** START OF Article **

401kAllTheWay Posted May 8, 2023 Posted May 8, 2023 I tried looking for answers on this and haven’t found one that gives the plan sponsor view of what it is like to change recordkeepers. We are knee deep in converting our plan and the hurdles keep coming to us. We seems to take one step forward but then 15 steps backward each day. Any advise or previous experience in converting? This is a massive change in a very condensed timeframe and very small team.
Paul I Posted May 8, 2023 Posted May 8, 2023 Here is a good overview from an ASPPA presentation https://www.asppa.org/sites/asppa.org/files/PDFs/Conferences/LAPC/2016 Outlines/WS15 - Establishing timelines.pdf Most conversions follow very similar steps, but nuances of how a plan was run with the current provider and how the new provider expects to provide the corresponding services can leave you caught between the two. There are conversion consultants who will sit on your side of the table and go through the conversion process with you. The consultant call BS when appropriate, explain to you any issues and how they typically are resolved, and alert you if there is a legitimate issue that needs to be addressed to complete the conversion. The service usually is provided based on a rate per hour and while it may seem a little pricey, you probably understand now why it is well worth it.

** END OF Article **
** START OF Dataset rows **

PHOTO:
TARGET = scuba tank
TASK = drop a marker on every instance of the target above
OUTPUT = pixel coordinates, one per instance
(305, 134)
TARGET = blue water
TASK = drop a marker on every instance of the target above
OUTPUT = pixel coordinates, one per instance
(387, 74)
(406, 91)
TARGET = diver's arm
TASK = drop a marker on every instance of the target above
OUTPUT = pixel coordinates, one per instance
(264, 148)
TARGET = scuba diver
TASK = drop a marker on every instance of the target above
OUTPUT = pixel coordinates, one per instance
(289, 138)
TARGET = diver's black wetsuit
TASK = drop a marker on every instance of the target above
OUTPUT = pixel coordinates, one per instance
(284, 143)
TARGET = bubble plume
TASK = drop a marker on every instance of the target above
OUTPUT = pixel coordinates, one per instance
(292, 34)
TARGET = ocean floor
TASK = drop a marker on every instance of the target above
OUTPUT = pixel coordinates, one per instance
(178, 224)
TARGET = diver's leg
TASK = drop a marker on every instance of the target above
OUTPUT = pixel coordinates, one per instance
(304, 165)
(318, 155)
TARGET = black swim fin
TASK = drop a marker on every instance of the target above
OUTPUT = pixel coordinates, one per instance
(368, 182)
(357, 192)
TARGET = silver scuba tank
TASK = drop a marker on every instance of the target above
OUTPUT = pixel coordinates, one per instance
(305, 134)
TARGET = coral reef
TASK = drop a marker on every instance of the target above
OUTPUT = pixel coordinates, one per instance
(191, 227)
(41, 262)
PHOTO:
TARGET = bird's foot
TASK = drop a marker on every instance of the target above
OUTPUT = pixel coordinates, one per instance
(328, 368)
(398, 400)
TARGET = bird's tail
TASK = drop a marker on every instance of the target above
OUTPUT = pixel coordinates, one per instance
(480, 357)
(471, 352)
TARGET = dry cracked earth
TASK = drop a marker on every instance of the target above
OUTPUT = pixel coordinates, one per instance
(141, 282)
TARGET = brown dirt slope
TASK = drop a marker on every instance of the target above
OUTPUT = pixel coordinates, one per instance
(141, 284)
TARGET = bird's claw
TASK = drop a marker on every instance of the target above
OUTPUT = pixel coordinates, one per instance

** END OF Dataset rows **

To-do list:
**a.** In the forum thread about changing plan recordkeepers, how is a conversion consultant's service usually billed?
**b.** Pick up the forum thread about changing plan recordkeepers right after its last post and write what comes next.

Results of the exercise:
**a.** At a rate per hour.

**b.**
jsample Posted February 13, 2024 Posted February 13, 2024 An issue that always comes up is what do you do with participant deferrals that are withheld during the transition? For example, the new recordkeeper is not set-up to accept contributions, the old recordkeeper will no longer accept contributions, where do you put the deferrals taken during this period? No one wants to set-up a one month account to accept contributions, outside of the employer's accounts, but do not know of another solution.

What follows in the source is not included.